*** Opening DATA TO USE ***

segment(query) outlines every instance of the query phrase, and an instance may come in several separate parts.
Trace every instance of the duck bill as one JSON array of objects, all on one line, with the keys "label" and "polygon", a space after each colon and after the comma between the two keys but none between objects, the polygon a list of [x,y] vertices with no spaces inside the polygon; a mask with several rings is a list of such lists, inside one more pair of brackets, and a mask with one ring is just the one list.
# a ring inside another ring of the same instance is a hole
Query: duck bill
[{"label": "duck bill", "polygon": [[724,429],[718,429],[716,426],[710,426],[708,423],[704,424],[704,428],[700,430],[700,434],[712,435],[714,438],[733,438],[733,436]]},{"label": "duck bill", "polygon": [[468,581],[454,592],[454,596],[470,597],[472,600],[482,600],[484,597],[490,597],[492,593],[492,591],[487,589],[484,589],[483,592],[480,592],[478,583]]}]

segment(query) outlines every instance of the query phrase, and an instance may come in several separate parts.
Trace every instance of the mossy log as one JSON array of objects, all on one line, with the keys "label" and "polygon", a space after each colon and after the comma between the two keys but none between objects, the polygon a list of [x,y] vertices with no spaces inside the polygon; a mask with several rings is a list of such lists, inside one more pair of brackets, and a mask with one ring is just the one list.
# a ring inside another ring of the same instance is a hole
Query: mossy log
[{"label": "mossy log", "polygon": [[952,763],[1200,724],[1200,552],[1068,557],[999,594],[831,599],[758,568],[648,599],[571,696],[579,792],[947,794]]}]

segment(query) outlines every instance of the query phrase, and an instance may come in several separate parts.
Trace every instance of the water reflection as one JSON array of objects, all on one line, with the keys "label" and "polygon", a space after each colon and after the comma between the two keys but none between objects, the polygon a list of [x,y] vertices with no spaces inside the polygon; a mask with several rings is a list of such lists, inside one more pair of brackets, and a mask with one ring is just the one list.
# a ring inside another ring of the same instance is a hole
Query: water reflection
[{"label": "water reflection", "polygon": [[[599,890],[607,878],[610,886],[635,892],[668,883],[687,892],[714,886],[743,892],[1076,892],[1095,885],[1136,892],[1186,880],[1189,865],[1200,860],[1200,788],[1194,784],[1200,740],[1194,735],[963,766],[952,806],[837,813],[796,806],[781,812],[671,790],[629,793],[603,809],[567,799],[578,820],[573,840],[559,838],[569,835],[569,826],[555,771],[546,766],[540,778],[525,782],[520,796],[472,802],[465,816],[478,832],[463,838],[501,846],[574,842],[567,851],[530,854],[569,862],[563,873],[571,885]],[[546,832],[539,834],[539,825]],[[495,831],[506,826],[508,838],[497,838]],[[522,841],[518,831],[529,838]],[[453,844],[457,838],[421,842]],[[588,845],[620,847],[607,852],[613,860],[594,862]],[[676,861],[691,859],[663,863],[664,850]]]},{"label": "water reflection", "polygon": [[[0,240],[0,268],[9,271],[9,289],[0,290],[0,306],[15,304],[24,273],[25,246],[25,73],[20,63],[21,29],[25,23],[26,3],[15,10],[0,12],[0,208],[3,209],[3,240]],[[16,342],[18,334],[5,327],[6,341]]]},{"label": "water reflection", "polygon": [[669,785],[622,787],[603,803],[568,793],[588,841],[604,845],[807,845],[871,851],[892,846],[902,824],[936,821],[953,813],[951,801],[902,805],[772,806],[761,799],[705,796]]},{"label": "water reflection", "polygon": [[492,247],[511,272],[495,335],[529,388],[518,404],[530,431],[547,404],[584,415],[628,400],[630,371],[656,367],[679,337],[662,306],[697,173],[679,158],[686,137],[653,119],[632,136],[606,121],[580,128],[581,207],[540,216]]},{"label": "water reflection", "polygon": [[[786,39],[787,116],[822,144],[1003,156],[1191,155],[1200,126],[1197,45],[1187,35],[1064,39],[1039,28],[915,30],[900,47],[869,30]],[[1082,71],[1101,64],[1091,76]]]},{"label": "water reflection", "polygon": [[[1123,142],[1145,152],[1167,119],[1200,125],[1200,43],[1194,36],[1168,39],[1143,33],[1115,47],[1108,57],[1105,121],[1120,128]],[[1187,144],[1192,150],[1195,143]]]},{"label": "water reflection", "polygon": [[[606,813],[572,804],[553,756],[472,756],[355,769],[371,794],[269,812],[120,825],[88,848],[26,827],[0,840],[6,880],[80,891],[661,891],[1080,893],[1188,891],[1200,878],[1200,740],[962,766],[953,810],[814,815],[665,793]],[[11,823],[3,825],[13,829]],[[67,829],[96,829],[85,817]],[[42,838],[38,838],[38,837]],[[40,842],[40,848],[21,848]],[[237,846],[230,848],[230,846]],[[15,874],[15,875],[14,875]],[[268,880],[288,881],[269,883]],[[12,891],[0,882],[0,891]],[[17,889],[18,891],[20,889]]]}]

*** Closing DATA TO USE ***

**THE PROBLEM**
Copy down each line in the entries that has the word "between".

**YOUR RESPONSE**
Trace every instance of the duck bill as one JSON array of objects, all on one line, with the keys "label" and "polygon", a space after each colon and after the comma between the two keys but none between objects, the polygon a list of [x,y] vertices with no spaces inside the polygon; a mask with several rings is a list of such lists, inside one more pair of brackets, and a mask with one ring is just the one list.
Trace every instance of the mossy log as one JSON array of objects, all on one line, with the keys "label" and "polygon", a space after each colon and after the comma between the two keys but none between objects, the polygon a list of [x,y] vertices with no spaces inside the polygon; a mask with several rings is a list of such lists, inside one more pair of brackets, and a mask with one ring is just the one list.
Trace every instance of the water reflection as one JSON array of objects, all on one line, with the keys "label" and "polygon", a space after each colon and after the comma between the two keys but none between objects, the polygon a list of [x,y] vertices with no spaces inside the polygon; a mask with several rings is a list of such lists, inside one more pair of brackets, and a mask with one ring is just the one list.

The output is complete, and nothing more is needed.